> _Task requirements_
Count the lines in the records below that contain the string "black". Reply with the number alone.

* Begin Record excerpts *

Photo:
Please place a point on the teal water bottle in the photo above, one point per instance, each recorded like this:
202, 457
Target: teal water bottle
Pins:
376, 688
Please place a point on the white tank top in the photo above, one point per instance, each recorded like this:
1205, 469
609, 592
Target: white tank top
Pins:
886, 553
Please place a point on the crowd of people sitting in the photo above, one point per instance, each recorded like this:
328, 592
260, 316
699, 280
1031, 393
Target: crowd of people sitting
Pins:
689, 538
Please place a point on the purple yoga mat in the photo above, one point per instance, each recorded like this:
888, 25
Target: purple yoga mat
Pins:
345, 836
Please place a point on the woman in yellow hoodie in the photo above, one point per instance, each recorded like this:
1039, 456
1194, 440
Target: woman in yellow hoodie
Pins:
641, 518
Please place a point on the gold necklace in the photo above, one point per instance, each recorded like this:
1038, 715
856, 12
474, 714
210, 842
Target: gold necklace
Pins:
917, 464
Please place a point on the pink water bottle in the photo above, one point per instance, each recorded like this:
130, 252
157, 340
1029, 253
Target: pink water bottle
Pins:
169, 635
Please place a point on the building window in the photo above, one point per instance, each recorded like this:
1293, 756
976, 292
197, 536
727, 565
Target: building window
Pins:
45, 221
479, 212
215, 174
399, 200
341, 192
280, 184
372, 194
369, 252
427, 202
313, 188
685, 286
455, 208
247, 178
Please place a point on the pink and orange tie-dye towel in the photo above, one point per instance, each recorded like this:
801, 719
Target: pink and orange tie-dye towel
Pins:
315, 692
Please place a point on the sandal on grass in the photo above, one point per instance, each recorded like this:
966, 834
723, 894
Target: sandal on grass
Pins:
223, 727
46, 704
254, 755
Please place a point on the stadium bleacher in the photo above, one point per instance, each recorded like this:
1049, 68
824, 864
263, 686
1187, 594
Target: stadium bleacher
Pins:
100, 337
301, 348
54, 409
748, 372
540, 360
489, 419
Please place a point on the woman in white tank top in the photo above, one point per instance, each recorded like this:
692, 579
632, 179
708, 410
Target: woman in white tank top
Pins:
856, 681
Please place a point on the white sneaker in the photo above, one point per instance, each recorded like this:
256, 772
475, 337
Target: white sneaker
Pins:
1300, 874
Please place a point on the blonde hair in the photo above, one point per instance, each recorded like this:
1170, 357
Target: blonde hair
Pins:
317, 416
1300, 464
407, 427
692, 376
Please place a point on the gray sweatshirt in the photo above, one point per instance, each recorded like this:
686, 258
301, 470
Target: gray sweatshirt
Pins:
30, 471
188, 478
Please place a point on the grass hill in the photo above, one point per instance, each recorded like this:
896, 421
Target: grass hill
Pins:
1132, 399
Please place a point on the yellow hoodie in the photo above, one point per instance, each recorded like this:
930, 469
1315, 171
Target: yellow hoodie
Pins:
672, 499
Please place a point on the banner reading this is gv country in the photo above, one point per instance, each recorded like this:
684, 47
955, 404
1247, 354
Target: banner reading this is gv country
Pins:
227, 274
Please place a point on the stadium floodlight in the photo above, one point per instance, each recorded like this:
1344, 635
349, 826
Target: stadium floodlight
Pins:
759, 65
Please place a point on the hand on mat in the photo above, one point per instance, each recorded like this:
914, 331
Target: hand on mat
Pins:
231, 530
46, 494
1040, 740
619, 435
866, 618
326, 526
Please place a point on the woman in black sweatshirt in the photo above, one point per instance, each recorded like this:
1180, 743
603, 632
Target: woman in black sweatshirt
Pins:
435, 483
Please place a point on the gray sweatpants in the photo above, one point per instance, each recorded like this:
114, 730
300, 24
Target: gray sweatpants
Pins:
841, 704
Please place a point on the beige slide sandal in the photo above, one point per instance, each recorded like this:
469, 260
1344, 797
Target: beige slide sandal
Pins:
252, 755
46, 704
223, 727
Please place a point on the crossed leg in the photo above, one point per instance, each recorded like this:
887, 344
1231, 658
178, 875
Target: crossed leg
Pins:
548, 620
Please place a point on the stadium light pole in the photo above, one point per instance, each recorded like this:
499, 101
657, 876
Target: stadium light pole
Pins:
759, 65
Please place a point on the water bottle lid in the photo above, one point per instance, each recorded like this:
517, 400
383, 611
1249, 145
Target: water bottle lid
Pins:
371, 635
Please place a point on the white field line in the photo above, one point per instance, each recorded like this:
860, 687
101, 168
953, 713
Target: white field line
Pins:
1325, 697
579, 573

* End Record excerpts *
* Begin Record excerpts *

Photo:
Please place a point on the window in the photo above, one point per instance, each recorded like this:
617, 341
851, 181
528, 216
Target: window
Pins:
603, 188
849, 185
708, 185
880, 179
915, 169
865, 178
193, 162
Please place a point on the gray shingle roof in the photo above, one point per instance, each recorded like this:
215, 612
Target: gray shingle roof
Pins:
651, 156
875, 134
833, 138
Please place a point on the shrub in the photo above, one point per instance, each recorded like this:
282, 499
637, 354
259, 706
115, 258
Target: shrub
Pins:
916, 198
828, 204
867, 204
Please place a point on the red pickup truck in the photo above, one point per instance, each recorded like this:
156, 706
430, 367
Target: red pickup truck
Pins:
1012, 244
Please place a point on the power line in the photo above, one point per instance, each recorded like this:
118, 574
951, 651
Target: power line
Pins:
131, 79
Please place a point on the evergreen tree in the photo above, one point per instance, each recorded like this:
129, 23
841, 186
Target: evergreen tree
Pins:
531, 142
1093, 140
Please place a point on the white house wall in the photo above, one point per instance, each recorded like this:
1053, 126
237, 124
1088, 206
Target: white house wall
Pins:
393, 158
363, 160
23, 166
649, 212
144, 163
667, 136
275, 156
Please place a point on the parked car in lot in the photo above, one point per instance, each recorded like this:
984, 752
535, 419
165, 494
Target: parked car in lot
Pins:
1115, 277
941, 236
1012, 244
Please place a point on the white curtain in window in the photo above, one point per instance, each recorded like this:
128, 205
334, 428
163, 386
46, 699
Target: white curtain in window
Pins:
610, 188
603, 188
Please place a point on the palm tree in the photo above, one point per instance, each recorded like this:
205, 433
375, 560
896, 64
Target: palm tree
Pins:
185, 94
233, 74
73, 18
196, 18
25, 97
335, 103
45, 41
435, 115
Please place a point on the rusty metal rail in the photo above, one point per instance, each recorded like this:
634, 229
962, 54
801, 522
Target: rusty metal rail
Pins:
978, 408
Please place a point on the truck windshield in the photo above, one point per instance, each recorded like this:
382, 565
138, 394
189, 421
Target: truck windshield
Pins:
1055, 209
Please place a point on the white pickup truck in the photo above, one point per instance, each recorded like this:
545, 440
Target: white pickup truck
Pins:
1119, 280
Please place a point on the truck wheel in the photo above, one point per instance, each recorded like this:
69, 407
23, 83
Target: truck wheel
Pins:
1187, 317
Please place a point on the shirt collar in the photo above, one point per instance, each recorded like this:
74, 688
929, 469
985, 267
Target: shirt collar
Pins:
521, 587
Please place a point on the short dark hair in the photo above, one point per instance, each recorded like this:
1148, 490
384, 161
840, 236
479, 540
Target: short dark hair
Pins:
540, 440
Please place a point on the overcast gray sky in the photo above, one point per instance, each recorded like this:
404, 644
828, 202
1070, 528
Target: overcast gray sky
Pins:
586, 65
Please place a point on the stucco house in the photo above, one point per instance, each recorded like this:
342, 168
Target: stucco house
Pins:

* End Record excerpts *
* Begin Record excerpts *

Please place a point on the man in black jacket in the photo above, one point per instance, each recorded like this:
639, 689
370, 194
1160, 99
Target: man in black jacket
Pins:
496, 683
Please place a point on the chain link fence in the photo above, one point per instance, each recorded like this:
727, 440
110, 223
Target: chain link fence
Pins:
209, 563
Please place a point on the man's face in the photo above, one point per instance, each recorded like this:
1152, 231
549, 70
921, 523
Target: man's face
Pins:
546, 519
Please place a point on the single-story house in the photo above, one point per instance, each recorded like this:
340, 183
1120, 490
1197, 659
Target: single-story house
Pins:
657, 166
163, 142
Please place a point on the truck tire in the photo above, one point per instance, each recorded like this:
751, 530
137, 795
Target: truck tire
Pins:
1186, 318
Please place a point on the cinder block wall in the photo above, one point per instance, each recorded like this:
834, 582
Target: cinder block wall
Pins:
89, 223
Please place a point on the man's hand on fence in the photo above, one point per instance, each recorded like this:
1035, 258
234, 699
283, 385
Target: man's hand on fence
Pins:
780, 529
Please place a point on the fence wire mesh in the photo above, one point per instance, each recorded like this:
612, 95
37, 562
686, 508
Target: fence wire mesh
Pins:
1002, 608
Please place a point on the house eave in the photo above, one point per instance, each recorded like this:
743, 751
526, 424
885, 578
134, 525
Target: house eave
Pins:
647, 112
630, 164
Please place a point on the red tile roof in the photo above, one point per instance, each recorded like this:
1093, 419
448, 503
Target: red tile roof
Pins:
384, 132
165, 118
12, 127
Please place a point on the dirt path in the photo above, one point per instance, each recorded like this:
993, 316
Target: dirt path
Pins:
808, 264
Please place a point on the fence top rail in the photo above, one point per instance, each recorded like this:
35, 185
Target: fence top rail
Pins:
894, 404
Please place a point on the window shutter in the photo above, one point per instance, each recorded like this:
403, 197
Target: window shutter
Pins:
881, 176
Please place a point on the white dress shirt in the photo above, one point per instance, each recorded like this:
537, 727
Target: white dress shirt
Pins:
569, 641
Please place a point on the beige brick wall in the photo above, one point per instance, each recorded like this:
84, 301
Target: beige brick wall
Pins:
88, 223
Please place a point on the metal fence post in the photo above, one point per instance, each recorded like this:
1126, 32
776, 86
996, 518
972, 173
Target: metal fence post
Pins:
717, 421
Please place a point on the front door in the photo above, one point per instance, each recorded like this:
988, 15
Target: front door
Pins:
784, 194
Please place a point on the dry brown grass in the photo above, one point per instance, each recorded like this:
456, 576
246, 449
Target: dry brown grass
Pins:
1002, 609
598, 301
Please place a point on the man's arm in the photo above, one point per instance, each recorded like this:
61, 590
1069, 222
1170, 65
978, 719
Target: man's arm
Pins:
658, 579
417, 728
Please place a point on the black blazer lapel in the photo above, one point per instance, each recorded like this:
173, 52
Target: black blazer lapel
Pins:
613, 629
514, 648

* End Record excerpts *

> _Reply_
6